YOUR INSTRUCTIONS -
Could you pull out the account of the January 1961 reactor accident that appears below and reproduce all of it word for word?

*** PASSAGE PROVIDED Section Begins ***

On January 3, 1961, a three-man night crew -- CE1 Richard Legg and Army specialists John Byrnes and Richard McKinley -- had to restart the reactor after it had been shut down two weeks prior for the holidays. This task involved raising the central rod only four inches. For some reason, Byrnes lifted the rod 26 inches, and that's all it took to send the reactor supercritical. Its fuel melted and explosively vaporized, launching the reactor nine feet into the air and spreading radioactive debris all over the room.
This chain reaction took four seconds and killed Byrnes and Legg immediately. Emergency personnel rescued a heavily irradiated McKinley from the reactor room, but he passed away from his injuries while en route to a medical facility. In order to prevent him from contaminating anyone, the ambulance containing his body -- which was wrapped in lead blankets -- was dumped in the middle of the desert until it could be dealt with properly.

*** PASSAGE PROVIDED Section Ends ***
*** STUDY MATERIAL Section Begins ***

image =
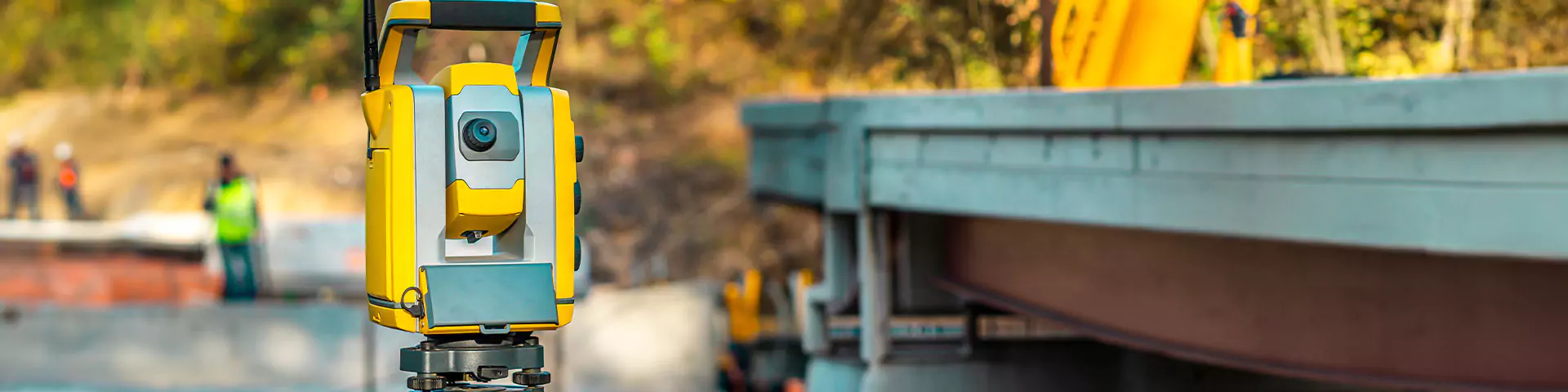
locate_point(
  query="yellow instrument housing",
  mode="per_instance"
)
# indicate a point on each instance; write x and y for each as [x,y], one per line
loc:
[407,122]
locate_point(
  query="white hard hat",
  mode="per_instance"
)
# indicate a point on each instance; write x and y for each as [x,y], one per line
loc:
[63,151]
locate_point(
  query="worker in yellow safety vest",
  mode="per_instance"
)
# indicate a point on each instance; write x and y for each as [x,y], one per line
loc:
[68,179]
[234,209]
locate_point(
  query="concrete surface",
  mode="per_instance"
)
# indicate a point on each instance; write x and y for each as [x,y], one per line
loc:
[657,339]
[621,341]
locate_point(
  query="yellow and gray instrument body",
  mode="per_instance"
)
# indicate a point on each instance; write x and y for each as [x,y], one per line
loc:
[470,192]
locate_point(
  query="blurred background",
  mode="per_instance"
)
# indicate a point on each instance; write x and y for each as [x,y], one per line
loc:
[148,95]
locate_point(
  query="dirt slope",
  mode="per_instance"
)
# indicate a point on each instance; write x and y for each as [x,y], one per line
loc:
[154,153]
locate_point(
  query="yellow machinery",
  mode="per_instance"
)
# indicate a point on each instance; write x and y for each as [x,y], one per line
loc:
[1143,42]
[744,301]
[470,195]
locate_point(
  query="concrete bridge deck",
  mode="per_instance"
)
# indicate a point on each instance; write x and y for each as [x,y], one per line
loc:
[1392,233]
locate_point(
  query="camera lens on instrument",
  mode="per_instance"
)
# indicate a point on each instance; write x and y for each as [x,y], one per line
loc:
[480,136]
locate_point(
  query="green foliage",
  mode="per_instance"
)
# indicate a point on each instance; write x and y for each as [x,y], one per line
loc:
[185,44]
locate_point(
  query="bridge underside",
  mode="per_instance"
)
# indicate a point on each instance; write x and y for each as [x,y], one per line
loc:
[1351,231]
[1330,313]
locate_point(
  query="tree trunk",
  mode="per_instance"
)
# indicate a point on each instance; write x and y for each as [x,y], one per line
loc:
[1048,16]
[1467,44]
[1334,44]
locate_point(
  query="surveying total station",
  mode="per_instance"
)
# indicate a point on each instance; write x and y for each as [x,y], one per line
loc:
[470,195]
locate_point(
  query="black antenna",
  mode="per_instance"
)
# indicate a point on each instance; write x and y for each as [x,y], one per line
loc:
[372,59]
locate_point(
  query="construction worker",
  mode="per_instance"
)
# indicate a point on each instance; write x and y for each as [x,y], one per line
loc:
[24,179]
[233,204]
[68,179]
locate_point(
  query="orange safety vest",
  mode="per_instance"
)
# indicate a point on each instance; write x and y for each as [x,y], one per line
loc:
[68,175]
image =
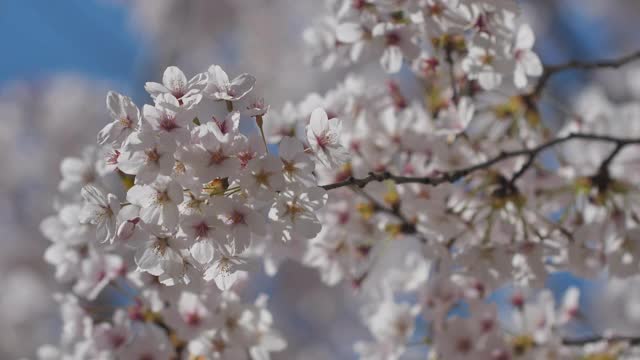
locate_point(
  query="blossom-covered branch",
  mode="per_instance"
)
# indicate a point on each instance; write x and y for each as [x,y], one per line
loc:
[455,175]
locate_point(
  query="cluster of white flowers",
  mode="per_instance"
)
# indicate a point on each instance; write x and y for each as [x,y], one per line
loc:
[202,202]
[484,36]
[422,204]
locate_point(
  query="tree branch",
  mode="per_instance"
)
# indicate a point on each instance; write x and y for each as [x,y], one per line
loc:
[597,338]
[455,175]
[550,70]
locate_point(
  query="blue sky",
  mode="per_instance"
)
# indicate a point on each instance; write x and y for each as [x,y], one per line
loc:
[51,36]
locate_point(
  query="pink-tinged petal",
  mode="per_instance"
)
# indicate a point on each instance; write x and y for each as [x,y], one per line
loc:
[154,89]
[525,38]
[242,85]
[532,64]
[202,251]
[174,79]
[391,59]
[349,32]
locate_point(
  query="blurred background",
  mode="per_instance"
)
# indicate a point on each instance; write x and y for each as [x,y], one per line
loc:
[61,57]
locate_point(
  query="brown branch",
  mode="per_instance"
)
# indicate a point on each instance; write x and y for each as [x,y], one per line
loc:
[455,175]
[632,340]
[550,70]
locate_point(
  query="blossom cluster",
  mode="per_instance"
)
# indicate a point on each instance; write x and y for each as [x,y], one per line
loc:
[201,202]
[423,205]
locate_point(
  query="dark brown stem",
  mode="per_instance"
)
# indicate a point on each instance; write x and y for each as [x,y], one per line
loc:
[455,175]
[550,70]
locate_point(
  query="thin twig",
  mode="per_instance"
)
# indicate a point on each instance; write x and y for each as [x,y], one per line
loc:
[550,70]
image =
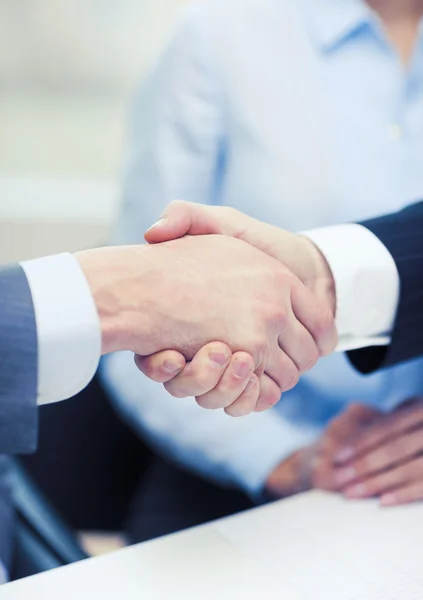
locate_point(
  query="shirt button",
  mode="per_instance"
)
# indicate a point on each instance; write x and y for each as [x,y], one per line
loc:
[395,131]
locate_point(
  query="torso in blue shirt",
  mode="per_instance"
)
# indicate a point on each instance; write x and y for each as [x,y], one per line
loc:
[350,148]
[299,113]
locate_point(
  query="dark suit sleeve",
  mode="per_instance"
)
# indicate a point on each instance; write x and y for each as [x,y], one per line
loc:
[402,234]
[18,364]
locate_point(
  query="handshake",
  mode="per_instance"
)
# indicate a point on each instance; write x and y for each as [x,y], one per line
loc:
[217,305]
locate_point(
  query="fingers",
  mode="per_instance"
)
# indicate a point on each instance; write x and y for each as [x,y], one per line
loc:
[232,386]
[270,394]
[247,401]
[299,346]
[349,424]
[161,367]
[412,492]
[203,373]
[390,427]
[390,480]
[182,218]
[316,319]
[383,457]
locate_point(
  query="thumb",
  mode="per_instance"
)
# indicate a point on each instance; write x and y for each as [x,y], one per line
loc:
[183,218]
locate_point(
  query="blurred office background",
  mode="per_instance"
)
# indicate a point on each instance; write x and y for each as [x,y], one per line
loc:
[67,71]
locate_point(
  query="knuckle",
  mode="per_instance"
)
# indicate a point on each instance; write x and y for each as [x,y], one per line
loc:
[309,361]
[289,379]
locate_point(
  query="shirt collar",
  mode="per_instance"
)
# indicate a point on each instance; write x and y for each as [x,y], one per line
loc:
[333,21]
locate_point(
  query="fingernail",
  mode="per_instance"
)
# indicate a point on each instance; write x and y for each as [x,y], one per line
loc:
[356,491]
[241,369]
[388,500]
[218,358]
[157,223]
[345,454]
[343,476]
[251,384]
[171,367]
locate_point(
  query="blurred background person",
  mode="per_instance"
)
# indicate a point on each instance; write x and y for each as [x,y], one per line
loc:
[301,114]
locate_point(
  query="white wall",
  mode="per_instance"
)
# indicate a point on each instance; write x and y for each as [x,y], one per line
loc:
[67,70]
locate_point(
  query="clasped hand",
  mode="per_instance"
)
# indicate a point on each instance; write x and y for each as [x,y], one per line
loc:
[258,356]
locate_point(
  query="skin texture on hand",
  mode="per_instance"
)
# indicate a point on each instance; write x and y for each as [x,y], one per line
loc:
[189,292]
[296,252]
[386,459]
[314,467]
[363,453]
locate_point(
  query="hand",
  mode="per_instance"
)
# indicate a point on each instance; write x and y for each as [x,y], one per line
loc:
[151,298]
[296,252]
[313,467]
[386,459]
[213,373]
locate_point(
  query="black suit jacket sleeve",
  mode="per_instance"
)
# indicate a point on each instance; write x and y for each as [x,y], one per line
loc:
[402,234]
[18,364]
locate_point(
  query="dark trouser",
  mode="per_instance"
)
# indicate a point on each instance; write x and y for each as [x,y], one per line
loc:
[171,499]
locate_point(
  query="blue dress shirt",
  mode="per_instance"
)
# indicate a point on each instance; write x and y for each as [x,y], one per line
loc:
[300,113]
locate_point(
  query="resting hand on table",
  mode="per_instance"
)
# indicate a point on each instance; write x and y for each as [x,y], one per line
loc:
[363,453]
[386,458]
[313,467]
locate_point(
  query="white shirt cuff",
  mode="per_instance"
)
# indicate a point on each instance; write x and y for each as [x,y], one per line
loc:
[68,326]
[366,281]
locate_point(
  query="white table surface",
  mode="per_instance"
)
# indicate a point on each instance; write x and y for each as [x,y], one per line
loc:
[313,547]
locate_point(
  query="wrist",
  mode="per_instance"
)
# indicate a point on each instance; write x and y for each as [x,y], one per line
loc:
[318,276]
[115,278]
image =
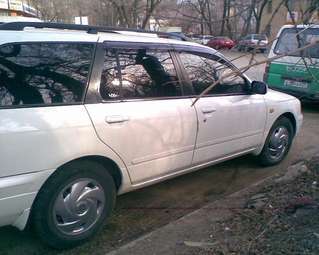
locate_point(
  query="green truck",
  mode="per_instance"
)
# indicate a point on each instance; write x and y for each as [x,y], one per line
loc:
[297,72]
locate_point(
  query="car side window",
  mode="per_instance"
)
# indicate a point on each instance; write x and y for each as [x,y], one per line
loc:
[203,72]
[138,73]
[43,73]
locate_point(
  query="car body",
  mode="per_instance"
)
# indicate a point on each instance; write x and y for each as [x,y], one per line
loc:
[221,42]
[296,73]
[253,41]
[86,114]
[201,39]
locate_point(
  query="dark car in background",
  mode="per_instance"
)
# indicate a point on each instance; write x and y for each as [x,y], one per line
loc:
[252,42]
[221,42]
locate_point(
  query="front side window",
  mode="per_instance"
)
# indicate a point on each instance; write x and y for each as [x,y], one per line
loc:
[203,72]
[43,73]
[138,73]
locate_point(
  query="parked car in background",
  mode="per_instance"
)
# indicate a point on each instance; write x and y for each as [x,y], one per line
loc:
[5,19]
[253,41]
[88,113]
[221,42]
[290,73]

*** STUDY MATERIAL Section Ends ***

REPLY -
On January 3, 1961, a three-man night crew -- CE1 Richard Legg and Army specialists John Byrnes and Richard McKinley -- had to restart the reactor after it had been shut down two weeks prior for the holidays. This task involved raising the central rod only four inches. For some reason, Byrnes lifted the rod 26 inches, and that's all it took to send the reactor supercritical. Its fuel melted and explosively vaporized, launching the reactor nine feet into the air and spreading radioactive debris all over the room.
This chain reaction took four seconds and killed Byrnes and Legg immediately. Emergency personnel rescued a heavily irradiated McKinley from the reactor room, but he passed away from his injuries while en route to a medical facility. In order to prevent him from contaminating anyone, the ambulance containing his body -- which was wrapped in lead blankets -- was dumped in the middle of the desert until it could be dealt with properly.